Exercise requirements »
1 - According to the passage on hysterectomy and its carbon footprint, how large a reduction in carbon emissions did the US lifecycle assessment conclude was achievable?
2 - Translate this sentence from the passage on hysterectomy and its carbon footprint into Spanish: "The sterilization and re-processing of reusable instruments represented the smallest proportion of carbon emissions from a TLH."
3 - Resume the passage on hysterectomy and its carbon footprint, picking up after its final sentence.
[Study text — start]
Air pollution and heat are not the only factors that influence health. Endocrine disrupting chemicals (EDCs) and single-use plastic polymers, which are used in significant supply in US health care, have been found in human blood,18 intestine, and all portions of the placenta.19 Phthalates, an EDC found in medical use plastics and medications to control delivery, have been associated with increasing fibroid burden in patients undergoing hysterectomy and myomectomy.20 The example case patient with fibroids undergoing TLH may have had her condition worsened by exposure to phthalates.

Specific areas for improvement

There is a huge opportunity for improvement to reduce the total carbon footprint of a TLH.

A lifecycle assessment of hysterectomy in the United States concluded that an 80% reduction in carbon emissions could be achieved by minimizing opened materials, using reusable and reprocessed instruments, reducing off-hour energy use in the OR (HVAC setbacks), and avoiding the use of volatile anesthetic gases.21 The sterilization and re-processing of reusable instruments represented the smallest proportion of carbon emissions from a TLH. Data on patient safety supports these interventions, as current practices have more to do with hospital culture and processes than evidence.
[Study text — finish]
[Data section — start]
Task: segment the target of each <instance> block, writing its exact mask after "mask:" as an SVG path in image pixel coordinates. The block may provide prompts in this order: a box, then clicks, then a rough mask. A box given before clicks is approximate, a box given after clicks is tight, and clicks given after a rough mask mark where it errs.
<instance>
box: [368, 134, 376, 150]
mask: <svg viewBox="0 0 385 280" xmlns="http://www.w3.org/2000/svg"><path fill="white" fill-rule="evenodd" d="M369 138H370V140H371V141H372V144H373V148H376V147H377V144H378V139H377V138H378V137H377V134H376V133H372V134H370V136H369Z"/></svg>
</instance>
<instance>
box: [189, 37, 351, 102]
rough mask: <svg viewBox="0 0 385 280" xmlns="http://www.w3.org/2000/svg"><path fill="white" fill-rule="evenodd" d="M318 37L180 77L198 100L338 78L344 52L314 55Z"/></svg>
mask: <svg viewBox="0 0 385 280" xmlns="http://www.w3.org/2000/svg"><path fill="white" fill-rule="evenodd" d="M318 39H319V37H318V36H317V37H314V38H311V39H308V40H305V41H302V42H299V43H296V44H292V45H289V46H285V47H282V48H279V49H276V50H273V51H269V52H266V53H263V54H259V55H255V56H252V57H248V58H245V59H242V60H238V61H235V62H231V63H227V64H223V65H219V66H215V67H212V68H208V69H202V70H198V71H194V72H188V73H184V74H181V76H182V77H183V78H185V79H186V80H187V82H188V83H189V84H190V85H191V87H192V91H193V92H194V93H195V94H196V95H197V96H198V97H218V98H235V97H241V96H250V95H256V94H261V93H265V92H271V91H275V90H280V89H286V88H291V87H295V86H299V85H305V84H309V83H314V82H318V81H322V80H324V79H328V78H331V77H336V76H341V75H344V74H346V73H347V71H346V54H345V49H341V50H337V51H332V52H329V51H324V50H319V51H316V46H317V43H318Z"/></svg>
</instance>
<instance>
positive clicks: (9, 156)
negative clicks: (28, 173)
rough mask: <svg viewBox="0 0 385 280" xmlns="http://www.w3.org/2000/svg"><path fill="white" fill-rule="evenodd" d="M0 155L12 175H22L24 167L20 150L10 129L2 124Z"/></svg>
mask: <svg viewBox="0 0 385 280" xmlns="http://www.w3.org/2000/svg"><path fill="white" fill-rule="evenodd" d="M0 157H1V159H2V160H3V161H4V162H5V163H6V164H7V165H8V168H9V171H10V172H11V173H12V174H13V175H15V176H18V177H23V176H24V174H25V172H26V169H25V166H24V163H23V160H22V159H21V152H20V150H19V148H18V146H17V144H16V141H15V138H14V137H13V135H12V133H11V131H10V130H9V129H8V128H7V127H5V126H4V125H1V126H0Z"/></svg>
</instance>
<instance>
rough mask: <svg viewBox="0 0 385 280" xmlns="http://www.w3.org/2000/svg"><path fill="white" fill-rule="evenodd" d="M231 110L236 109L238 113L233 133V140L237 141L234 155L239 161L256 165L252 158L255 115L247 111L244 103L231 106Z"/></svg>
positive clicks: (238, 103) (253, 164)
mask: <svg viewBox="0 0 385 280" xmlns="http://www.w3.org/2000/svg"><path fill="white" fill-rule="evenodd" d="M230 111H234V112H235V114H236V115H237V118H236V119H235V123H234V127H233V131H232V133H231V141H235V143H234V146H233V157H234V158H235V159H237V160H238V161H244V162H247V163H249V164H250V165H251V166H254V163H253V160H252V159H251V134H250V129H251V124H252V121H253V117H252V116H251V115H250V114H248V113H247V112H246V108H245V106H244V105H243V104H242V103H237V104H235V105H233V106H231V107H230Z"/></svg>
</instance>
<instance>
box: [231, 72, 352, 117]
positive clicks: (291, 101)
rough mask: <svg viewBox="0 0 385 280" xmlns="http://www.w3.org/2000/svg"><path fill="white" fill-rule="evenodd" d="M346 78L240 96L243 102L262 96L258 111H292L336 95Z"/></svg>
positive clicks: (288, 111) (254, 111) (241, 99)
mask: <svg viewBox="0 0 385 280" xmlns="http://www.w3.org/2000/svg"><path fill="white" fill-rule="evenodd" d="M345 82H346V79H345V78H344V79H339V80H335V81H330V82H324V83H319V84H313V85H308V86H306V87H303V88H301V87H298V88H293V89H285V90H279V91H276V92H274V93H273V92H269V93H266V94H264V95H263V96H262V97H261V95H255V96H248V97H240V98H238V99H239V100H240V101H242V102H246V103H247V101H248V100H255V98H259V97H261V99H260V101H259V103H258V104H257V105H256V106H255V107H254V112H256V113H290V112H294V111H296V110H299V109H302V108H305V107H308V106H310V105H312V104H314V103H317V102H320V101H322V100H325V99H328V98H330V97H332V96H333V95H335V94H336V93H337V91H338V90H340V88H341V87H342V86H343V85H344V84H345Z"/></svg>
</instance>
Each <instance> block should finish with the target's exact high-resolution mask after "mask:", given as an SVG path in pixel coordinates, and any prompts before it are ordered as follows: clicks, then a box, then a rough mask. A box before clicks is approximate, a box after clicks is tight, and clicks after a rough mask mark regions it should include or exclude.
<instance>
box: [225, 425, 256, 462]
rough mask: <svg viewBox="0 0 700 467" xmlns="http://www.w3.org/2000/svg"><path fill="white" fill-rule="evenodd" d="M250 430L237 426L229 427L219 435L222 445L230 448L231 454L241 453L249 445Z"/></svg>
[Data section — finish]
Answers to the tasks »
1 - An 80% reduction.

2 - La esterilización y el reprocesamiento de los instrumentos reutilizables representaron la menor proporción de las emisiones de carbono de una TLH.

3 -
Despite a push to use single-use objects by industry and regulatory agencies in the name of patient safety, data demonstrate that single-use objects are in actuality not safer for patients and may be associated with increased surgical site infections (SSIs). A study from a cancer center in California found that when single-use head covers, shoe covers, and facemasks were eliminated due to supply shortages during the pandemic, SSIs went down by half, despite an increase in surgical volume and an increase in the number of contaminated cases.22 The authors reported an increase in hand hygiene throughout the hospital, which likely contributed to the success of reducing SSIs.

Similarly, a systematic review found no evidence to support single-use instruments over reusable or reprocessed instruments when considering instrument function, ease of use, patient safety, SSIs, or long-term patient outcomes.23 While it may be easy for regulatory agencies to focus on disposing objects as paramount to reducing infections, the Centers for Disease Control and Prevention states that the biggest factors affecting SSIs are appropriate use of prophylactic antibiotics, skin antisepsis, and patient metabolic control.24 Disposing of single-use objects in the name of patient safety will worsen patient health outcomes when considering patient proximity to waste, pollution, and EDCs.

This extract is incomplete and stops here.